WORK TO COMPLETE: Starting with the line that contains "Category: woman with dark hair bun" and going on through the end of the rows, rewrite every line and move each point by adding 15 to both its x and y coordinates. Keep all other text unchanged.
━━━━━━━━━━━━━━━━━━━━
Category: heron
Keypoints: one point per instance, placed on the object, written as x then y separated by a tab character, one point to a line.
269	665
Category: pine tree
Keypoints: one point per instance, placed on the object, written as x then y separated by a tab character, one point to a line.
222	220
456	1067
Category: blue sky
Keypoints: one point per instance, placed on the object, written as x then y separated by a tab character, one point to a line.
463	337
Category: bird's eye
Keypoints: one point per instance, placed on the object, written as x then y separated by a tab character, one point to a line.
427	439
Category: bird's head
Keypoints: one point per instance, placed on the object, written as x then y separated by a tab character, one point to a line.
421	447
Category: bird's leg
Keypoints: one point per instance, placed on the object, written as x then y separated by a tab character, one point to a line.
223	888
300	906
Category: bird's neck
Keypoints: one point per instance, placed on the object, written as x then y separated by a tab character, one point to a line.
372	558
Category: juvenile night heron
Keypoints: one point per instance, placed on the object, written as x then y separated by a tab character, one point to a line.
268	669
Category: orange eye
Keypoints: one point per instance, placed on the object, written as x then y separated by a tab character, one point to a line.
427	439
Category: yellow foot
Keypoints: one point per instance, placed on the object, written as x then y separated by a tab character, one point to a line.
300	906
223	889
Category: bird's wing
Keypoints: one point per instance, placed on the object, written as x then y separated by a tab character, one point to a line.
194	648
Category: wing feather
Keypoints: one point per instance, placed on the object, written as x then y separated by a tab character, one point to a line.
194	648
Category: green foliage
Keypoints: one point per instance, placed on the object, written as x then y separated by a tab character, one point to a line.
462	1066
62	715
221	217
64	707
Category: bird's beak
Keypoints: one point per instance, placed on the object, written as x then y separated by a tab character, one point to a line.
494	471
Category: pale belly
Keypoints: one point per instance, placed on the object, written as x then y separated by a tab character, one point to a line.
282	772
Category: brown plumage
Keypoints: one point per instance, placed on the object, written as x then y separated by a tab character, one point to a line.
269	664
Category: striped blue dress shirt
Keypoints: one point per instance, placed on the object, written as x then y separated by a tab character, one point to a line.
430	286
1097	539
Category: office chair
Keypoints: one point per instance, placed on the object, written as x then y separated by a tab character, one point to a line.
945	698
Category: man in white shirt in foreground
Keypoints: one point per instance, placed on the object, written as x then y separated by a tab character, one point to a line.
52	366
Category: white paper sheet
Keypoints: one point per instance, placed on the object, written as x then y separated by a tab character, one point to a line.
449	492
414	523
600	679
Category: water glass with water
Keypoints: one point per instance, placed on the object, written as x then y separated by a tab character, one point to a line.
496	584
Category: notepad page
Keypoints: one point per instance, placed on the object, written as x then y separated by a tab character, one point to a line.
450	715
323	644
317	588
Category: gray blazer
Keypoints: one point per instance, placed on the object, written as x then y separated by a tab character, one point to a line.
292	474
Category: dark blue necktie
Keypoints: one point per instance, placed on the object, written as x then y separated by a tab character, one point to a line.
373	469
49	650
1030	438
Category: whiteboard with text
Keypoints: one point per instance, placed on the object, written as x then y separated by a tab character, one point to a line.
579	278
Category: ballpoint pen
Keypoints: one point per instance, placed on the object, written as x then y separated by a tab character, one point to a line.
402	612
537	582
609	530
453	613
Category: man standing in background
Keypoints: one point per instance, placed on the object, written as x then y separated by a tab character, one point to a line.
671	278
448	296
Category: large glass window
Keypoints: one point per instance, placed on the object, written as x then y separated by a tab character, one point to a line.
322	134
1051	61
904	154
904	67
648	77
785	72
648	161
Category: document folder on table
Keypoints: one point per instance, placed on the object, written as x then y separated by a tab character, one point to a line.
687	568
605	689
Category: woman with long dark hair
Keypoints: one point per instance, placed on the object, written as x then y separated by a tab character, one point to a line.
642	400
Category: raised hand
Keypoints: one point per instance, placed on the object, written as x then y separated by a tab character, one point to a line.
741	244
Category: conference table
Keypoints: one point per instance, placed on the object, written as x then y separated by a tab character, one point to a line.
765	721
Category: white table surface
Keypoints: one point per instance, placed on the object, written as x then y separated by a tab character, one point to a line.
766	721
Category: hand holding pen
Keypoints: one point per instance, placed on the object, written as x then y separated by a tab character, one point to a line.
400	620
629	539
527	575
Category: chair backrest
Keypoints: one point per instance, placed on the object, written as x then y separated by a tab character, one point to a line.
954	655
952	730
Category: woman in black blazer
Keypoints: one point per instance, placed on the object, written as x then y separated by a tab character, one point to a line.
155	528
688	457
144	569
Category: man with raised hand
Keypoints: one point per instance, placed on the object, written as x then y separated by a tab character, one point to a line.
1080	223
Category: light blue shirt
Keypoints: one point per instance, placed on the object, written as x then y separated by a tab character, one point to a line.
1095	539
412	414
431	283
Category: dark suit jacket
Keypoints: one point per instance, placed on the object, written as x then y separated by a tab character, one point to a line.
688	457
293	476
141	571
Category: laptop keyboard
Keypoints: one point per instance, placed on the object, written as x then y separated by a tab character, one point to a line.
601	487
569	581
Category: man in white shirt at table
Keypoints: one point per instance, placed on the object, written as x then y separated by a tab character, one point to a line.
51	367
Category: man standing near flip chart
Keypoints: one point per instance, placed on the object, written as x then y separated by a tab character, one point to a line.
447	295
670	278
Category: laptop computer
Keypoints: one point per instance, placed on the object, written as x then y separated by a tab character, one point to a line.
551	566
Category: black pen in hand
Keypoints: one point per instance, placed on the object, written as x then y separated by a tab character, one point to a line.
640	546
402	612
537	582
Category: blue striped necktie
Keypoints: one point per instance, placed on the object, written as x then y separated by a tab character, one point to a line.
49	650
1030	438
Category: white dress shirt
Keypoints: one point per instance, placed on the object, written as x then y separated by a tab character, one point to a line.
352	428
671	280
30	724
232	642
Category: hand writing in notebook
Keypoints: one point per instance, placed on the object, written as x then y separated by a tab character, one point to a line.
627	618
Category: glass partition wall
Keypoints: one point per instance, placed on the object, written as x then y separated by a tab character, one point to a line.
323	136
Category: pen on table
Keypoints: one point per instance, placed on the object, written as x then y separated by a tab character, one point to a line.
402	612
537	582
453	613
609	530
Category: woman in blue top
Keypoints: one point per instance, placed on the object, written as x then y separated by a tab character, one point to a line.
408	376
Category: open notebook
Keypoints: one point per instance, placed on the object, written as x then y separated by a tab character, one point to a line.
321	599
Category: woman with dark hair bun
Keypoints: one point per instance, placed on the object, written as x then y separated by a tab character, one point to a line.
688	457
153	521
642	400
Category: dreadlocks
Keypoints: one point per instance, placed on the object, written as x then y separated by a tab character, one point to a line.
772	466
━━━━━━━━━━━━━━━━━━━━
FINISHED ANSWER:
Category: woman with dark hair bun
Keypoints: one point per instance, placed on the object, written as x then y separated by a tab character, one point to a line.
703	472
168	536
657	415
Category: dreadlocks
Keypoints: one point per instance, placed on the object, written as x then y separated by a tab character, one point to a line.
787	481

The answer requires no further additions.